## STUDY TEXT
Greg Constantine is a documentary photographer who works almost exclusively on projects that focus on human rights, injustice and inequality. In 2005, he moved to Asia and began work on his long-term project, Nowhere People, which documents the struggles and plight of stateless communities around the world. Constantine spent over eleven years documenting stateless communities from Bangladesh, Myanmar, Nepal, Malaysia, Sri Lanka, Kenya, Ivory Coast, Dominican Republic, Ukraine, Serbia, Italy, Holland, UK, Iraq, Kuwait and Lebanon.

## ENTRIES SUPPLIED

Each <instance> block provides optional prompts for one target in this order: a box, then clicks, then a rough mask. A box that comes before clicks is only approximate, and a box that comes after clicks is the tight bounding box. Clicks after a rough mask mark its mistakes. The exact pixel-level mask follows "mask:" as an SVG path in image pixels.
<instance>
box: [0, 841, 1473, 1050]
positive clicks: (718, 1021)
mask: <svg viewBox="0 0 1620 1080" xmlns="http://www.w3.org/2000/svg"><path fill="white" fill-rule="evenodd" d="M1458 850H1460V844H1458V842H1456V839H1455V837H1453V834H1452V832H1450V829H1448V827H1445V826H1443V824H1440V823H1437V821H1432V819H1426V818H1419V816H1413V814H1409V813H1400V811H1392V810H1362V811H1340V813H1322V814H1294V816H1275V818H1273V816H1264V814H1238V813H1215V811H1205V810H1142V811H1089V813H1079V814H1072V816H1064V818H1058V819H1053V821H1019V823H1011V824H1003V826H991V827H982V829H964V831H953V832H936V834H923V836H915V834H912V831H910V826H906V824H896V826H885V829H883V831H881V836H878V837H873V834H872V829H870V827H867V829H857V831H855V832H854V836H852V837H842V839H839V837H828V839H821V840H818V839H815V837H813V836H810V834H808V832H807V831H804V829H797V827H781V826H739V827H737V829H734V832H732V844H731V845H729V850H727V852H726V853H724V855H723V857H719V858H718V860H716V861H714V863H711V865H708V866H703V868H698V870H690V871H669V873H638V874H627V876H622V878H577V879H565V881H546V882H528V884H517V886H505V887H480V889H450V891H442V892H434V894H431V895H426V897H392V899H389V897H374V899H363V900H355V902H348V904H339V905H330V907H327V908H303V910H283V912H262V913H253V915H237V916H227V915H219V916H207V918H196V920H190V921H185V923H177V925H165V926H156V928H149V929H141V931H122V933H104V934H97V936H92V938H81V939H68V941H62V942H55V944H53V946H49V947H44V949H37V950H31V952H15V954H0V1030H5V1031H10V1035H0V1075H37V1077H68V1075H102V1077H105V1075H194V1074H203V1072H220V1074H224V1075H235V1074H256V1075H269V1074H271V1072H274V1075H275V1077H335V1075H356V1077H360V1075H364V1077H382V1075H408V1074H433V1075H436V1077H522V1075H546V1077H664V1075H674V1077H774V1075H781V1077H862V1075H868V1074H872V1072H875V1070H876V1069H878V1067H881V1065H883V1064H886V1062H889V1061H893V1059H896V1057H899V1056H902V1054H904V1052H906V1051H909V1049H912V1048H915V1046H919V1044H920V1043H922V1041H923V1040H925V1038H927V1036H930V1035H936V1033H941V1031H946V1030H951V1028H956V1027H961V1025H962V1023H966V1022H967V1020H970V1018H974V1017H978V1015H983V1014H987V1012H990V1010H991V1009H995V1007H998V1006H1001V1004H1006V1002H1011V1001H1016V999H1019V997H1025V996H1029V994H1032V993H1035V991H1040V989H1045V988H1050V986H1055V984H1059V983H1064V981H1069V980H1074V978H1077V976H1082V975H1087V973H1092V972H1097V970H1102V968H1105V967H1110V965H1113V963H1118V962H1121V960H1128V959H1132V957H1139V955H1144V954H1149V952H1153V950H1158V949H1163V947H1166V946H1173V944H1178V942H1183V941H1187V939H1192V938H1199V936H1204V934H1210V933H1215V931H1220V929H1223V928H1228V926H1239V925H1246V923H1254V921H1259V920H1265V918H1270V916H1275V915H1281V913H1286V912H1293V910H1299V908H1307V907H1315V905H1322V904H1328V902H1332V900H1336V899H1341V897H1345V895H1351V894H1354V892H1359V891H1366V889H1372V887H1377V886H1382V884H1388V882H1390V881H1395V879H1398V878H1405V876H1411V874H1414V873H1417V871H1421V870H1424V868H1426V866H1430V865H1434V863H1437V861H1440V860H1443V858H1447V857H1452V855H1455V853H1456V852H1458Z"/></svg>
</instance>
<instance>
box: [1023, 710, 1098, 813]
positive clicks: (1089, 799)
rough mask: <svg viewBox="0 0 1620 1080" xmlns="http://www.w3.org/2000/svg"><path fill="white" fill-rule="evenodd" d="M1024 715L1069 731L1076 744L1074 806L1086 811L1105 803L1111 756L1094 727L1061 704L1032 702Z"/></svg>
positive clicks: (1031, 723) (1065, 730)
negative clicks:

## INSTRUCTIONS TO FOLLOW
According to the Greg Constantine profile, what is the name of his long-term project on stateless communities?

## COMPLETED EXERCISE
Nowhere People